SOURCE TEXT –
** begin **

Skip to main content

High-speed malicious URL detection using a Bloom Filter

Project description

dvara

High-speed malicious URL detection using a Bloom Filter. Checks 3 million URLs in 5MB of RAM.

PyPI version Python 3.11+ License: MIT

pip install dvara

dvara check https://suspicious-site.com
🚨 MALICIOUS | urlhaus | malware_download | 2.5ms | online

dvara check https://google.com
✅ CLEAN | 0.1ms | online

What is dvara?

dvara is a Python CLI and library for detecting malicious URLs using a Bloom Filter — the same probabilistic data structure used internally by Chrome Safe Browsing.

It ingests threat feeds from URLhaus, PhishTank, and OpenPhish (~86,000 URLs updated daily), stores them in a 5MB Bloom Filter, and checks any URL in under 1ms — without touching a database for clean URLs.


Architecture

Daily ingestion job
→ Pulls URLhaus + PhishTank + OpenPhish (~86k–3M URLs)
→ Builds Bloom Filter (5.2MB, 0.1% FPR)
→ Saves to ~/.dvara/filter.bin

dvara check [url]  (online mode)
→ FastAPI backend
→ Hash URL → check 10 bit positions in Bloom Filter
→ All bits OFF → CLEAN instantly (0.1ms, DB never touched)
→ All bits ON  → query PostgreSQL confirmed_urls table
→ Found        → MALICIOUS + source + category
→ Not found    → SUSPICIOUS (false positive)

dvara check [url] --offline
→ Loads filter from ~/.dvara/filter.bin
→ Checks locally, zero network calls
→ dvara update to refresh

Two-stage design (the key insight)

Stage What Latency When
1 — Bloom Filter Redis bitstring, 10 hash lookups 0.1ms Every request
2 — PostgreSQL confirmed_urls table lookup 1–3ms Only on bloom hits

Clean URLs never touch the database. False negatives are mathematically impossible.


Benchmarks

Metric Result
Clean URL check 0.1ms
Malicious URL check (full pipeline) 2.5ms
URLs stored 85,976 (scales to 3M)
Filter size 5.14 MB
False negative rate 0% (guaranteed)
Target false positive rate 0.1%
Actual false positive rate ~0% at current fill

Installation

pip install dvara

For running the backend server

pip install dvara[server]

CLI Usage

Check a URL (online mode — hits API)

dvara check https://suspicious-site.com

Check a URL (offline mode — local filter, zero network)

dvara check https://suspicious-site.com --offline

Show filter and API stats

dvara stats

Update local filter cache

dvara update

Run ingestion manually

dvara ingest
dvara ingest --dry-run

Running the Backend

With Docker Compose (recommended)

** end **

THE RECORDS –
** begin **

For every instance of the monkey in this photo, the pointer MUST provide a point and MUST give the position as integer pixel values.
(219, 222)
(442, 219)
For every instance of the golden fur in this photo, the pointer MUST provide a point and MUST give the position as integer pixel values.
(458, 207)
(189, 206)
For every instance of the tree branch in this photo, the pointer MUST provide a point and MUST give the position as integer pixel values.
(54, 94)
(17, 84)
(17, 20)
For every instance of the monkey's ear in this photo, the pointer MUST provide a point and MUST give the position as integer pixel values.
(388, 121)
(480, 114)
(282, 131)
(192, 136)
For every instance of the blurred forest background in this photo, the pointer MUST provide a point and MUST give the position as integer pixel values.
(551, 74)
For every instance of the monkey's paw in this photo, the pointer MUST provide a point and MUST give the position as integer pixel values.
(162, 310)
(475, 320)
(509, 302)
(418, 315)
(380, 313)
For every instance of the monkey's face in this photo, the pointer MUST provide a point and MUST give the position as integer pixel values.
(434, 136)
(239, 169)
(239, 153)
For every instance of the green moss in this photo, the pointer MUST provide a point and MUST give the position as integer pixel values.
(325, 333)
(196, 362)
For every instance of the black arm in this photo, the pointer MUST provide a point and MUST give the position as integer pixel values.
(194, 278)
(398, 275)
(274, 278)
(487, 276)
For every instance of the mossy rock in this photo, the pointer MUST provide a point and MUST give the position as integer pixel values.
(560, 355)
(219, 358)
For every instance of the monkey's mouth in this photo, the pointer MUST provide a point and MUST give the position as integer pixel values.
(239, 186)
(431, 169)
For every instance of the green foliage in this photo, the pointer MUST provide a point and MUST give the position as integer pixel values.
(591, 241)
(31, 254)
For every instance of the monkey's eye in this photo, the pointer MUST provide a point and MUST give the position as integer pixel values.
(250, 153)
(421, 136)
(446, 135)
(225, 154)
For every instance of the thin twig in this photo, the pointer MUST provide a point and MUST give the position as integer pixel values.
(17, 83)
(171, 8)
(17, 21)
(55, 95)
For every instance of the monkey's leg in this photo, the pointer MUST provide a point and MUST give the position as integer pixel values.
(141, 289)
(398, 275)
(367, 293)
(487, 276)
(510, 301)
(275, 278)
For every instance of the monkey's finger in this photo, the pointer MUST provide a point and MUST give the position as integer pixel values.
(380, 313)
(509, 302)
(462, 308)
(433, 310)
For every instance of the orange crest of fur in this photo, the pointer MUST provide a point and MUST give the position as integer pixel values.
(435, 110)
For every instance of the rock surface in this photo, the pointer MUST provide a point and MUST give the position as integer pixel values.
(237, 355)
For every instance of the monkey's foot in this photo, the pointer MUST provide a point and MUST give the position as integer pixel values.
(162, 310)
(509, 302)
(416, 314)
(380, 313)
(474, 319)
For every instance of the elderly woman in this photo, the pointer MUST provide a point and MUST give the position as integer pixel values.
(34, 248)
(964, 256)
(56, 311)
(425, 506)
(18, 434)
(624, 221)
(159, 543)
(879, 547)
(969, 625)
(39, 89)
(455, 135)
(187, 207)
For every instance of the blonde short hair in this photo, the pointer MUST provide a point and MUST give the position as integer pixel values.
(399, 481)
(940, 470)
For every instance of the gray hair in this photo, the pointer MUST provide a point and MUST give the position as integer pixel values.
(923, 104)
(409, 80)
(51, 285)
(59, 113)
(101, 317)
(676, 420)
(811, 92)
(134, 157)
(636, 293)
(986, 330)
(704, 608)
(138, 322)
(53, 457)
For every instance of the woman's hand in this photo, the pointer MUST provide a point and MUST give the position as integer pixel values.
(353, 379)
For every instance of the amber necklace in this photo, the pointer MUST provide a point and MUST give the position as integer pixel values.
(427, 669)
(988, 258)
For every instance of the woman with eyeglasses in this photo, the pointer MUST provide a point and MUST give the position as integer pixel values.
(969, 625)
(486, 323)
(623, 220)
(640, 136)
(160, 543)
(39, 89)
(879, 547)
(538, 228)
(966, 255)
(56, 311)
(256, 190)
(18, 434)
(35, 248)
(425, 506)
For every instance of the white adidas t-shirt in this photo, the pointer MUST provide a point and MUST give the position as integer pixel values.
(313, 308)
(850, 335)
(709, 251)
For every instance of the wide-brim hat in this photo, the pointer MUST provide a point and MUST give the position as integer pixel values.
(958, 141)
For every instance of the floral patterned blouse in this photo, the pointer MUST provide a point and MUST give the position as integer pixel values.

** end **

CHALLENGE 1 –
Answer these about the dvara page:
(a) Where does the daily ingestion job save the filter?
(b) What latency does the page give for the PostgreSQL stage?
(c) Which command installs what is needed to run the backend server?
CHALLENGE 2 – Filter the rows, keeping only the lines that contain the word "rock".
The rows have no connection to the dvara page.

COMPLETE OUTPUT 1 –
(a) ~/.dvara/filter.bin
(b) 1–3ms
(c) pip install dvara[server]

COMPLETE OUTPUT 2 –
For every instance of the mossy rock in this photo, the pointer MUST provide a point and MUST give the position as integer pixel values.
For every instance of the rock surface in this photo, the pointer MUST provide a point and MUST give the position as integer pixel values.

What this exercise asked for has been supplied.